INFORMATION SHOWN
•••••

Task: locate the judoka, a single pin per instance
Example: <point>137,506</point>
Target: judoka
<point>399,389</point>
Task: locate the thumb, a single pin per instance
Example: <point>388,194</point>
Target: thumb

•••••

WHAT YOU HAVE TO DO
Return every line of the items above without any change.

REPLY TO THE TASK
Task: locate the judoka, a single pin per instance
Example: <point>137,506</point>
Target: judoka
<point>399,389</point>
Task: locate the thumb, a single pin per instance
Example: <point>388,194</point>
Target: thumb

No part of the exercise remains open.